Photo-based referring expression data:
<<<<
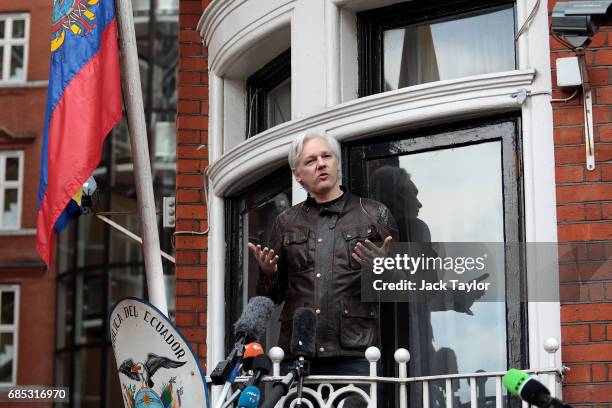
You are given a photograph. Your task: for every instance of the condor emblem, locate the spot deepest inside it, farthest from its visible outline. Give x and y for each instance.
(75, 16)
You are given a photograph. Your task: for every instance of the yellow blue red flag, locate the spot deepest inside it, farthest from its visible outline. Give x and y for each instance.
(83, 105)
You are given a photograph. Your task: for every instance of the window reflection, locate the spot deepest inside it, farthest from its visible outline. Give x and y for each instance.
(253, 214)
(436, 51)
(278, 104)
(459, 201)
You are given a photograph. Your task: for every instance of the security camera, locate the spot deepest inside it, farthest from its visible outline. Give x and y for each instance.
(89, 188)
(579, 20)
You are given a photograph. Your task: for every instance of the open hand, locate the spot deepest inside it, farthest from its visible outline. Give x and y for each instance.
(266, 258)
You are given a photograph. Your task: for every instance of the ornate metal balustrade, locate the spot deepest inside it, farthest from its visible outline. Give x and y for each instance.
(348, 394)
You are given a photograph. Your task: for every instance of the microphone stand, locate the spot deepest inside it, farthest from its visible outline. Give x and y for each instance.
(280, 388)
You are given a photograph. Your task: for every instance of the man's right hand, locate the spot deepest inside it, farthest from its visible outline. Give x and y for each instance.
(266, 258)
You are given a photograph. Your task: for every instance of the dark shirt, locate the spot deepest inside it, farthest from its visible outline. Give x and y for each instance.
(314, 243)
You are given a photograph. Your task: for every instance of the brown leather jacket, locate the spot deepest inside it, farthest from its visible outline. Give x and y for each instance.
(315, 269)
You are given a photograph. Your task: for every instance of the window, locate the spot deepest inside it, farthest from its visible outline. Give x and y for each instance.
(269, 95)
(14, 30)
(422, 41)
(9, 321)
(11, 186)
(251, 215)
(450, 185)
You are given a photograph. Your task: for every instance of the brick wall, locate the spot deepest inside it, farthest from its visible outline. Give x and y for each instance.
(22, 114)
(192, 160)
(584, 216)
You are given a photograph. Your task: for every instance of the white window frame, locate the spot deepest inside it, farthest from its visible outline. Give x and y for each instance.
(8, 42)
(12, 328)
(11, 184)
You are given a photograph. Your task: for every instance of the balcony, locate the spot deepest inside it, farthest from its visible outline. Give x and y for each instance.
(323, 394)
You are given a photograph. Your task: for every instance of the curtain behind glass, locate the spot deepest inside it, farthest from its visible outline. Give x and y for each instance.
(451, 49)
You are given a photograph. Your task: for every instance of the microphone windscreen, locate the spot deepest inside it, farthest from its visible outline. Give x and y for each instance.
(254, 318)
(304, 332)
(528, 389)
(532, 392)
(514, 379)
(263, 364)
(249, 398)
(251, 351)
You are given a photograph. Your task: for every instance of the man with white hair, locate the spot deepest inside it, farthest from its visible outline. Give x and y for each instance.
(315, 255)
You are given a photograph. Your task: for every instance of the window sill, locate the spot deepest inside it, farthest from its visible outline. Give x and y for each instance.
(406, 108)
(18, 232)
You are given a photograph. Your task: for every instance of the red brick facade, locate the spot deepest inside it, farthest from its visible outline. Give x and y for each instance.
(192, 160)
(21, 128)
(584, 217)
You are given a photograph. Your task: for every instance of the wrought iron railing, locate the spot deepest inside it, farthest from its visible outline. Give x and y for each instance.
(323, 394)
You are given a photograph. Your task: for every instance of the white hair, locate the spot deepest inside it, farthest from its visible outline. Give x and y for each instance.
(298, 146)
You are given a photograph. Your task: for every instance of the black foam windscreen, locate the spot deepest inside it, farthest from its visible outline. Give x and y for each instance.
(262, 363)
(304, 332)
(254, 319)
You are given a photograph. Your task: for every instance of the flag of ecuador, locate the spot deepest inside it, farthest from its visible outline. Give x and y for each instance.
(83, 105)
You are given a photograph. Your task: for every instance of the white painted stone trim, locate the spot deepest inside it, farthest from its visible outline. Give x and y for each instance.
(435, 102)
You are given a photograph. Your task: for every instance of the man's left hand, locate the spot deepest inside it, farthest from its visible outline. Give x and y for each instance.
(366, 252)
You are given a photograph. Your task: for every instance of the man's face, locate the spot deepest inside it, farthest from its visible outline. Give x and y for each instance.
(317, 168)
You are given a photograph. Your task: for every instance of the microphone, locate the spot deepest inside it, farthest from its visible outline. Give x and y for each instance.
(249, 397)
(251, 351)
(530, 390)
(302, 345)
(251, 326)
(262, 365)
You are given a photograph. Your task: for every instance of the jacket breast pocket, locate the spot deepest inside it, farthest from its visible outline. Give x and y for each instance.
(296, 245)
(358, 324)
(354, 234)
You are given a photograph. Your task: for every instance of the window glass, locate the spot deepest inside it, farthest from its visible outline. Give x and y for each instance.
(18, 28)
(472, 197)
(253, 214)
(10, 210)
(7, 308)
(65, 312)
(437, 51)
(278, 104)
(269, 95)
(89, 308)
(12, 169)
(63, 361)
(7, 355)
(87, 385)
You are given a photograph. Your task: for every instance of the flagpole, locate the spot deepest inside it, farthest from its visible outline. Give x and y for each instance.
>>>>
All of the entries above need to be repeated exactly, minus the pictures.

**Problem solution:**
You are given a photograph. Your task: for every instance of the condor emblem, locate the spot deepest inside it, farthest from its visible outline. Give x and y for each instance.
(75, 16)
You are given a photograph. Your task: for every instance of the yellow blue red flag, locate the spot deepest inside it, farthest from its visible outline. Give x and y for each instance.
(83, 105)
You are given a photograph. Your task: for every instance of the window reflection, locate the spot deepest inside it, farthest from its visible outline. Give x and y for each instance.
(253, 214)
(436, 51)
(278, 104)
(459, 201)
You are given a photograph. Your task: for every instance of the security camera, locate the spot deepest inside it, farthest from its visible outline. Give x and y for each instance.
(89, 188)
(579, 20)
You are given a photograph. Your task: for every instance of the open hand, locate the spot deepest inside it, farthest from its visible outline. Give x and y for each instance.
(266, 258)
You are given a photograph. Your task: for every instance of the ornate metal balustrade, locate the spot deepest inside it, farthest from its visible outline. Give x and y for each instance.
(348, 394)
You are given a photograph. Your task: for every instance of the microphone stand, locate the spot deepest inside it, farthest from its visible outline. Give x and y for each instance.
(280, 388)
You are given a photograph. Your task: for every instance of the man's right hand, locate the spot deepest inside it, farthest from its visible outline. Give x and y for each instance.
(266, 258)
You are given a photograph. Your task: for every instance of the dark shirt, locate the spot deepest inside it, farthest from its visible outline. Give x and y for each instance.
(314, 243)
You are given a photograph. Your task: for every instance of the brown leather jacket, locate the spot deepest inside it, farthest from its visible outline. Give x and y for each instance.
(315, 269)
You are given a photograph. Your task: for every instance of the window, locate the spot deepest inside it, farthest from its visible outline. Give x and y for each instance.
(269, 95)
(14, 30)
(422, 41)
(9, 321)
(11, 186)
(251, 215)
(450, 185)
You are given a photograph. Your task: for every instance of the brick wall, locate the spot deepest inside it, farthest from its visible outline. Give x and y for each instance.
(22, 114)
(192, 160)
(584, 216)
You are given a photograph. Your task: for every instance of the white window frame, locate the spot deepest inside it, farthest from its visible outline. Give x and y for each instance.
(8, 42)
(12, 328)
(11, 184)
You are given a photograph. Your task: for every instance of the balcony, locate the spot deepest inside it, farthest from its visible outline. Give x and y for each instance.
(323, 394)
You are given a photograph. Your task: for every instance of the curtain behind glass, locate the spot deepest inside it, farthest from its visible outline. Give x and y for each instance.
(451, 49)
You are given a photograph. Your task: for every instance of the microphone windscreen, locate the spot deepest inside it, farthest from its visible outline. Give x and y for each instance.
(254, 318)
(304, 332)
(528, 389)
(532, 392)
(514, 379)
(263, 364)
(249, 398)
(251, 351)
You are given a photograph. Your task: for every instance of the man with white hair, locate the spot deepest inside it, farthest from its visible outline. Give x and y for each instance.
(315, 255)
You are given a photograph. Your task: for every instance of the window sill, locate the spot deepest inside it, farthest from its visible outline. Give x and y for each instance.
(406, 108)
(18, 232)
You are given a photograph. Your task: for every instance of the red brick facade, locate the spot deepest inside it, farthest from its visible outline. Give x and y for each instance.
(192, 160)
(21, 128)
(584, 217)
You are given a photograph. Your task: for every instance of the wrought iron railing, locate the spot deepest inside it, farthest from its visible outline. Give x and y for each instance.
(323, 394)
You are given a photograph. Your task: for every instance of the white hair, locate the spot deepest inside it, farthest from its visible outline. Give x and y for each instance.
(298, 146)
You are given a photograph. Your task: for every instance of the black foam windscreen, locate the spot deepest inside it, farthest from its visible outline. Give x and y for each instance.
(262, 363)
(304, 332)
(254, 319)
You are given a photograph. Your task: for every instance of the flag of ecuador, locate the spot deepest inside it, farthest from its visible outline. Give x and y for each instance.
(83, 105)
You are given a photograph. Your task: for every instance of the white painted stone trim, locate the spot deepest inside it, farthest from its visible outline. Give x and y for each instance.
(435, 102)
You are given a photograph. Your task: for every instance of the man's left hand, locate the spot deepest inside it, farthest from its visible outline. Give x and y for each instance.
(366, 252)
You are given a photograph. Your task: for every instance of the man's face, locate the spot deepest inside it, farthest from its visible outline. Give x and y for each instance.
(317, 168)
You are given a photograph. Your task: for every instance of the microphone, locate the spot deepest inside it, farthest from its visible outline. Give x and y for each instance.
(249, 397)
(251, 351)
(530, 390)
(302, 345)
(251, 326)
(262, 365)
You are given a photograph. Your task: for every instance of the jacket breast pocket, locate the spot deepest inside it, farthest from its visible outline. Give x and y for each instance.
(296, 245)
(358, 324)
(354, 234)
You are given a photograph. Your task: for every instance of the window glass, locate the spot deepest inside it, farthest from its visible outline. Give x and y for each instance.
(18, 28)
(472, 197)
(253, 214)
(10, 210)
(7, 308)
(65, 312)
(437, 51)
(278, 104)
(269, 95)
(89, 308)
(12, 169)
(63, 361)
(7, 355)
(87, 385)
You are given a photograph. Your task: for every instance of the flagpole, locate the spot deepest inside it, farthest from its visible outline. Give x and y for each instance.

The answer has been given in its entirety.